*What you are asked to do*
Continue the mailing-list reply about On2 and libvp62, picking up after its last line.

*Article*
----
On2 vs libvp62 (was: Re: [Ffmpeg-devel] When is planned to add ogg Theora output in ffmpeg?)

Diego Biurrun diego
Sat Apr 15 15:48:28 CEST 2006

On Fri, Apr 14, 2006 at 11:00:07PM -0400, jkoleszar at on2.com wrote:
> > On Fri, Apr 07, 2006 at 04:13:29PM -0400, John Koleszar wrote:
> >> Rich Felker wrote:
> >> >
> >> > It's not. This is yet another one of On2's lies. If you don't already
> >> > know On2 is a very VERY bad company.
> >>
> >> Nonsense. There are plenty of "very VERY bad" companies out there, and
> >> On2 isn't one of them.
> >
> > Then please tell us what you call a company that threatens free software
> > developers when they implement their proprietary formats and has their
> > lawyers send out nastygrams to me for putting libvp62 in my homedir?
> >
> > I'm very curious to hear your position on this...
> We don't believe that any free software developer implemented our
> proprietary format.

And what, pray tell, would you do if a free software developer were to
implement your proprietary format in a provably independent fashion?

> We believe that a free software developer published our implementation
> of our proprietary format. As a public company, we need to take all
> possible measures to protect our intellectual property. We need to
> take action to prevent the distribution of our code that we believe
> was illegally obtained or in the very least obtained in contravention
> of our license.

Do you have proof for that?  It doesn't look that way to me.

I'll help you jog your short memory a little bit: Your company had Java
applets on its website to demonstrate VP5/VP6.  They obviously came
without any sort of license agreement and they were not stolen by
hacking into your company network, they were pushed out to the visitors
of said website.

> Similarly, the open source community takes every possible measure to
> protect its intellectual property when it finds that a commercial
> company has violated the community's chosen licensing terms.

First and foremost the free software community dislikes the term
"intellectual property" and for good reasons.  I always get very
suspicious when people talk about IP.  Only in rare cases do insightful
comments follow these two words.  But let us focus on the topic at

> The difference between the two, is that we used lawyers to send the
> message to the people we felt to be in violation. Now nobody loves to be
> on the recieving end of anything from a lawyer,

Indeed.  I can assure you that I did not enjoy it *at all*.

> but we're a company of engineers, and we should be spending our day
> doing engineering things, not chasing our code around the net. As
> self-appointed liason to this particular open source community, maybe
> I should have sent something informally to give a heads up and clarify
> what was going on. I appologize for that.

That opportunity has been missed, but hey, you're now right in the
middle of explaining your companies actions to me/us, so let's make the
best of it.

You could call this behavior bullying tactics, one could also say it's
just cold business logic, but I think we will all agree that it's not
friendly behavior in any way.  If you act that way, don't expect a warm
welcome in return.

> I know that the opensource community deeply respects copyright issues, and
> I don't think that anyone here wants to knowingly use stolen code. We
> respect the hard work of the opensource community by honoring
> contributors' copyrights and chosen licensing terms, and in return we
> expect the community to show us that same respect. I know that there's
> been a call for us to prove that the code is ours and that we're not just
> upset that someone cracked the nut so to speak. We're evaluating the best
> way to do that.
----
*Entries provided*
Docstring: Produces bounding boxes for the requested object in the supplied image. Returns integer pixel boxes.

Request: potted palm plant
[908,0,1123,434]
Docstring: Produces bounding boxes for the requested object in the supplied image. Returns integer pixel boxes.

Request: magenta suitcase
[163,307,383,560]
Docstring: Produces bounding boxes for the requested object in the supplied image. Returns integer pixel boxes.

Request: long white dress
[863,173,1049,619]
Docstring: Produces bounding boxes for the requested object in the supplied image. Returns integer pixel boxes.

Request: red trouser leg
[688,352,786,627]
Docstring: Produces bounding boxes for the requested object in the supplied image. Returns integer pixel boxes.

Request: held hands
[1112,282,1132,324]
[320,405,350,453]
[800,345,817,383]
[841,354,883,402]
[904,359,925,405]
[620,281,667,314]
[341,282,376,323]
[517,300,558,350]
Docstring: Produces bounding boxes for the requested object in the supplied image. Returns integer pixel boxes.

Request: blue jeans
----
*Result*
So you're only mad because (you suspect) somebody took your code, not
because a free implementation of your proprietary format appeared in the
wild?  Somehow I don't believe you ...

> But I also think that the person who published this, if it
> were in fact legit, would share an equal or even greater burden to prove
> that this is a legitimate implementation. Where are his notes? The code
> doesn't even have comments. (save {return; //RETURN!!!!})

No comments?  WTH are you talking about:

cerebus:~/src/libvp62/VP62$ cat VP62.cpp VP62.h | grep '//' | wc -l
cerebus:~/src/libvp62/VP62$ cat VP62.cpp VP62.h | wc -l

The code is 10% comments.  Just from looking at that number, I'd call
that fairly well-commented.  And don't come back at me with the
//RETURN!!! example, we have both seen the code.  It *is* fairly

> Does it not strike you as suspicious that a basically flawless
> implementaion of a fairly complex library shows up from an otherwise
> unknown developer overnight with no evidence of engineering work
> whatsoever?

What kind of reasoning is this?  How do you know how long Ztoon has been
working on libvp62?  How do you know he is otherwise unknown?  He might
be a seasoned and well-known developer, he is anonymous after all.  The
fact that he has produced solid code indicates some experience.  Do you
expect him to publish his notes alongside his code?

So far there is no evidence that On2 has facts to back up their

And anyway, what is fairly complex to you? As seen above libvp62 is
around 3000 lines of code.  Writing (and debugging) that much code can
take some time depending on your skill and experience, but we're not
talking about man-years here.

> As a longtime member of the OSS community myself, I feel like the company
> is trying to go about resolving this in the best way possible.

If you're serious about this then I'm afraid you are seriously
misguided.  For me personally the worst part is seeing On2 label
themselves as "friends of open source".  You're no friends of mine, the
word that crosses my mind is another one: hypocrites.